__WHAT IS BEING ASKED__
Summarize the biographical text about Worden below in exactly three sentences.

In 1860, he formed a partnership with Christopher P. Higgins, and they opened a store in Hell Gate, Washington Territory. Later, they moved the business to what is now Missoula, Montana. There, they opened the town's first store, Worden and Company. Soon after, they established several trading posts near gold mining areas in Montana.

== Career ==
In 1863, Worden and Higgins moved to Deer Lodge, Montana, and opened a store there. By 1866, they'd established a full milling operation in Deer Lodge, complete with sawmill and gristmill. In 1868, Worden and Higgins sold their business interests in Deer Lodge and, with Washington J. McCormick, planned 100 acres of the townsite of Missoula.

Worden and Higgins built bridges and roads, established waterworks and a bank, and promoted the town's growth. Both Worden and Higgins had a variety of interests including territorial politics and government. In fact, Worden represented Missoula, Choteau and Deer Lodge counties in Montana's first territorial legislature in Bannack, Mont.

In order to remain competitive, Worden and Company merged with Murphy, Hart and Company, a general merchandise company, to form Murphy-Worden and Company in July 1886. Then, in 1902, the Murphy-Worden Company was replaced by Murphy-Greenough and Company.

While Worden's Market in downtown Missoula is only a few blocks from Worden's historic 1874 townhouse, the city's oldest residence, the two are not related. Worden's Market stems from the Bishop and Worden Grocery established by Tyler Worden and Charles Bishop in 1890 and was originally located at 41 Higgins Ave, in the 'Roberts Block'.

== Personal life ==
Worden married Lucretia Miller at Frenchtown, Montana Territory, in 1866. They had seven children together (Lucina Worden, Henry Worden, Caroline Worden, Louise Worden, Francis Worden, Horace Worden, and Ruth Worden). Worden died on February 5, 1887; his wife Lucretia died in 1893. They're buried in Missoula Cemetery.

__SOURCE DATA__
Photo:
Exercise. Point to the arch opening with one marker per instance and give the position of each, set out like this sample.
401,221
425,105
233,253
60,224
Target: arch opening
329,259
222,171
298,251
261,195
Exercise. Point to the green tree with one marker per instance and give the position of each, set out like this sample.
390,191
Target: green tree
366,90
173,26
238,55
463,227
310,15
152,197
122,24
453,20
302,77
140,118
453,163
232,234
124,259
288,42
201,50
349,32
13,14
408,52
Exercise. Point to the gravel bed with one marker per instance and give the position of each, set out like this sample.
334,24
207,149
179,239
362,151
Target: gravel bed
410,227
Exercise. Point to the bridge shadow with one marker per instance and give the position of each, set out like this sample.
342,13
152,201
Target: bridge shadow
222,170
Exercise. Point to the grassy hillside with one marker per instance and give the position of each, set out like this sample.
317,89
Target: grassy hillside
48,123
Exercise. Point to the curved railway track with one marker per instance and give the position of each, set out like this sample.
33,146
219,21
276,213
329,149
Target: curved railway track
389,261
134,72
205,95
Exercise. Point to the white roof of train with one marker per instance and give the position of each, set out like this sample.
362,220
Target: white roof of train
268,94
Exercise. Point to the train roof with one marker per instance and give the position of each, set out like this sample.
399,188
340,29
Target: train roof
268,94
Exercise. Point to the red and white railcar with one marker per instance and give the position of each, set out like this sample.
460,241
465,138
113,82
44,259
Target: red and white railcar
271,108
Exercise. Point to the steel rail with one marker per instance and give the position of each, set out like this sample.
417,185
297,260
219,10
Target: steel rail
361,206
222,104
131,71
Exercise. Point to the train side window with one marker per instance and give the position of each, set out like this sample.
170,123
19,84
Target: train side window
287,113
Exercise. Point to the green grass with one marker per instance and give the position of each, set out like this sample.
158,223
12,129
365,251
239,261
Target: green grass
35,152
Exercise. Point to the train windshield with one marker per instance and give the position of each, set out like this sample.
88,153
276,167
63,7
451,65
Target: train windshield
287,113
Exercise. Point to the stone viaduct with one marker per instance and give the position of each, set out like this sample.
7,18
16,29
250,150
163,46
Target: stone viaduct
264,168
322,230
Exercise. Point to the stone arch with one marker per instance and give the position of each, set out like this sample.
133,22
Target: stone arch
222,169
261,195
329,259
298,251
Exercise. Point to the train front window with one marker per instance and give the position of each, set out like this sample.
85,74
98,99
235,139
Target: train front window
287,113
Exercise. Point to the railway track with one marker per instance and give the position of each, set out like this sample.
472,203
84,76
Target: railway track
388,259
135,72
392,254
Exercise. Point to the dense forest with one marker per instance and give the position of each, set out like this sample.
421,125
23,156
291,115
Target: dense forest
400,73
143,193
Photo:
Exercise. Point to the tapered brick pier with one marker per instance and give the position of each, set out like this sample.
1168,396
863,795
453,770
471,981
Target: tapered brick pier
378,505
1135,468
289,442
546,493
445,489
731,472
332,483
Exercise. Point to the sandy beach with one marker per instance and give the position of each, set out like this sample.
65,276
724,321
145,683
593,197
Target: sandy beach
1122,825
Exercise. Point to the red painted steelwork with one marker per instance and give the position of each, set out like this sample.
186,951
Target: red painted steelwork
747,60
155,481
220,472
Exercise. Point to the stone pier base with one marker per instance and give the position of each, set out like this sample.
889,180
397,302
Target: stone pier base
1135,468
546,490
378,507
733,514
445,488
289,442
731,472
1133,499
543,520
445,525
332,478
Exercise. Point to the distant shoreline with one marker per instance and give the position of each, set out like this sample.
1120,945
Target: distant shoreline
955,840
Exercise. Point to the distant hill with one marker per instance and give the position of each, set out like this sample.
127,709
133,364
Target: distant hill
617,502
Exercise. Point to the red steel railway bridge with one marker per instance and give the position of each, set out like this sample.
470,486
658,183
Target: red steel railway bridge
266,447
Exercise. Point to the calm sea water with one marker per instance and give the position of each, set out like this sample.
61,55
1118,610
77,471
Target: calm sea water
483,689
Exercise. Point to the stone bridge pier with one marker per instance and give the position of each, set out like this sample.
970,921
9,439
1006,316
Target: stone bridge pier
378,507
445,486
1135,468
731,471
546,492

__WRITTEN SOLUTION__
In 1860 Worden formed a partnership with Christopher P. Higgins, and the two opened stores in Hell Gate, in what is now Missoula (the town's first store), and in Deer Lodge, where by 1866 they had a full milling operation. After selling their Deer Lodge interests in 1868, they planned 100 acres of the Missoula townsite with Washington J. McCormick, built bridges and roads, established waterworks and a bank, and Worden represented three counties in Montana's first territorial legislature. Worden and Company merged with Murphy, Hart and Company in July 1886 to form Murphy-Worden and Company, and Worden, who had married Lucretia Miller in 1866 and had seven children with her, died on February 5, 1887.